··· Excerpt to read

Thanks, Russ. What I would like to do is, just to summarize maybe in conclusions some of the key elements that I think you heard us talk about this morning. First, I should say I am very pleased with the progress that we've made in 2013, in particular very proud to be able to report record net income for the company. We have certainly have committed to redoubling our efforts to progress our exploration and development programs as you heard in Equatorial Guinea Gabon and Angola. Just kind of a side note, between Russell, Greg and myself, over the last four months, we made eight trips to West Africa, all designed to move our projects forward, so I hope you see that we are very serious about progress and about delivery. We have had a wide range of opportunities within our portfolio as we talked about, so that of course is what drove us to put in place the credit facility that now gives us significantly more financial flexibility. We certainly intend to continue to look for new opportunity as I mentioned, specifically the discovered resource opportunities that will help to expand our footprint in West Africa, and significantly add to our reserve base, but the other things that we've done your most recently haven't just focused on project progress. We've also taken steps to enhance our VAALCO team performance as well, and during my early tenure here, I worked closely with the board and with the management team to redesign the compensation system to one that is much more directly tied to shareholder value creation. We have established a series of KPIs and individual goals and objectives that align the efforts of all VAALCO employees with the stated objectives and the deliverables of the company. Again, we are very excited about the direction that we have taken here at VAALCO, and we are committed to continuing to accelerate the pace of play in delivering on our plans for 2014 and for period beyond that as well. This concludes our opening remarks. At this point, I will turn it back over to John.

······
··· Stored rows

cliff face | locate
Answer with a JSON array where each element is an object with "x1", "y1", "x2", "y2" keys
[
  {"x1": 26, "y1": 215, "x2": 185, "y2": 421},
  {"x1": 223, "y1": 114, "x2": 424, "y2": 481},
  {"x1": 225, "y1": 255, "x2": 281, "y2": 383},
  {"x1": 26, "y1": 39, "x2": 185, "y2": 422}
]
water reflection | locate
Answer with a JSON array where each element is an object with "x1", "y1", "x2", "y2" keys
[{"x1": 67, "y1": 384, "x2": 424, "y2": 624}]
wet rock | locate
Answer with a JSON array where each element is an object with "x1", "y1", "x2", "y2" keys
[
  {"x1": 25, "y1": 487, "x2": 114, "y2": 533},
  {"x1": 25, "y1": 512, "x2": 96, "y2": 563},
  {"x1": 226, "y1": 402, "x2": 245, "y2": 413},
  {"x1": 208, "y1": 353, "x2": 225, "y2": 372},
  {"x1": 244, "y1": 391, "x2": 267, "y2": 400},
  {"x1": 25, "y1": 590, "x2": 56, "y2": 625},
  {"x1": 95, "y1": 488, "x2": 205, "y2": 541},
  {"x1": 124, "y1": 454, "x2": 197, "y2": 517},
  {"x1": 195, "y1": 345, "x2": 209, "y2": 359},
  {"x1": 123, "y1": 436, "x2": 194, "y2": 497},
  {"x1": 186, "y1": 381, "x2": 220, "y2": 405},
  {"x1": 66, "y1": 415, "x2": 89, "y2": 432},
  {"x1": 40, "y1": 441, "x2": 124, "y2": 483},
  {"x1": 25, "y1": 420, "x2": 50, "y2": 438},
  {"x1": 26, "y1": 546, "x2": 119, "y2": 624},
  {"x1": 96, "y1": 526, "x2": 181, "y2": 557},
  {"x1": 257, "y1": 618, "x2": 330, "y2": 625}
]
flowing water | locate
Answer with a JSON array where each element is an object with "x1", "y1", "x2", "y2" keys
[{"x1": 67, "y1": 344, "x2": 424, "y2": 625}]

······
··· Stored rows

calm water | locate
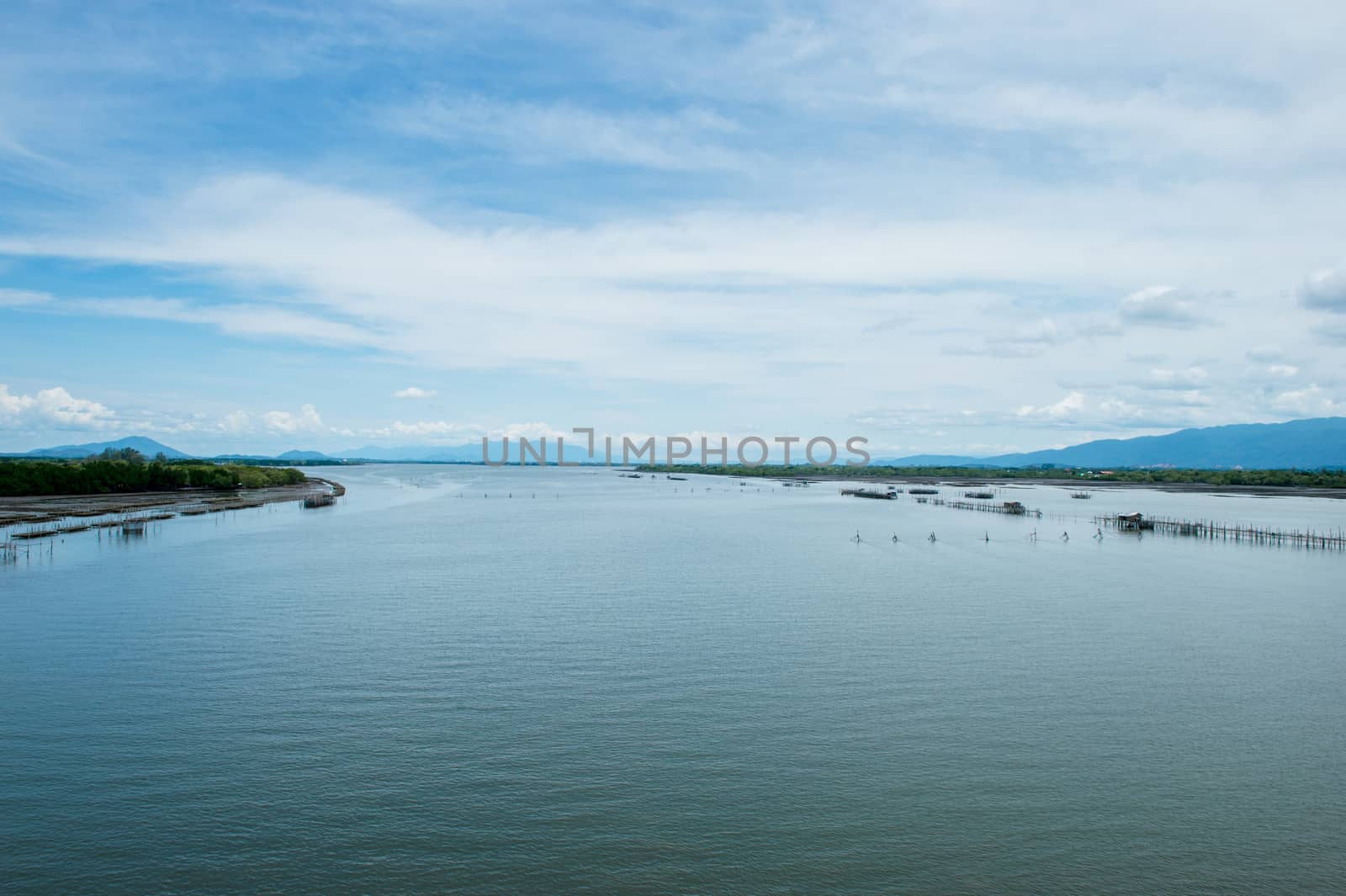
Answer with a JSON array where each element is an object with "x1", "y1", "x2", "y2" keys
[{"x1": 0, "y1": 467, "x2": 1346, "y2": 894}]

······
··· Stored rows

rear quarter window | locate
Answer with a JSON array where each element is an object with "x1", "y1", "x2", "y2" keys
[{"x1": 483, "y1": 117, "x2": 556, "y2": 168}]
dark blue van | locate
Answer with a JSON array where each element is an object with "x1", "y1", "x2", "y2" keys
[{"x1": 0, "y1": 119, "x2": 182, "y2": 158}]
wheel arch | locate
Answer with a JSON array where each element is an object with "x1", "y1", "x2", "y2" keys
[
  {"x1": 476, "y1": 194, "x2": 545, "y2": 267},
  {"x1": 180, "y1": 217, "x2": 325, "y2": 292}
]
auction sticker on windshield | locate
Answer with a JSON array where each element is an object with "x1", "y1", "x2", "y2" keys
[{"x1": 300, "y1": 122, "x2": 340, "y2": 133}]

······

* What you need to do:
**A.** Name every country that the earnings-call remarks on the company's 2013 progress mention.
**B.** Extend the earnings-call remarks on the company's 2013 progress beyond their final sentence.

* Answers given:
**A.** Equatorial Guinea, Gabon, Angola

**B.**
Operator

Operator

Thank you. (Operator Instructions) Line of Leo Mariani with RBC. Please go ahead.

Leo Mariani

Management

Hey, guys. You about some production downtime here, five to six days, to be sort of kind of shutting things down, pushing the lifting to April, I think in a recent press release, you guys also said there could be some other down time in the FPSO later this year that have something to do with installation of like fire prevention [system]. Can you give us some more detail, sort of timing of when you expect that and sort of length of shutdown for that?

Steve Guidry

Management

It would probably be late third-quarter, early fourth quarter, and it would probably involve us a three to five-day shutdown, depending on how much of the work can be pre-done. We would try and tie it in with any shutdown time that would be required to get the new platforms up and running. There are other some things that have to get tied in. Some times when we have to have things shut down, so we try and work them all together to minimize and get it all done in one. That's kind of what we are doing on the shutdown. Right now as we're prepositioning flow lines and things, so that we do that while we are shutting down for maintenance rather than having to do that as a follow-on.

Greg Hullinger

Chief Financial Officer

Leo, I might mention that the FPSO shutdown that is coming up is really a deferral of the one scheduled for the fourth quarter last year, but we deferred so that we could wrap up other projects and get the biggest betting for a buck, so the additional FPSO shutdown coming up in October is really the one we had scheduled for doing a number of activities annually coming up, so it's not likely we are more frequent ones and we will have to wait and see whether the one actually occurs in the fourth quarter this year or not.

Leo Mariani

Management

Okay. I guess, with respect to those shutdowns, are you guys actually - I am assuming that you are shutting in the wells, all the productive wells?

Steve Guidry

Management

Yes. The wells are all shut in. We have to flush the pipelines because of the wax issue, so that's what we are doing right now actually is flushing the lines. Then once that all that oil is flushed out of the lines, we can shutdown the FPSO systems. They are mainly doing, replacing valves and the sections of pipe where the NVT shows or pin corrosion this type of thing just to keep the ship up and running.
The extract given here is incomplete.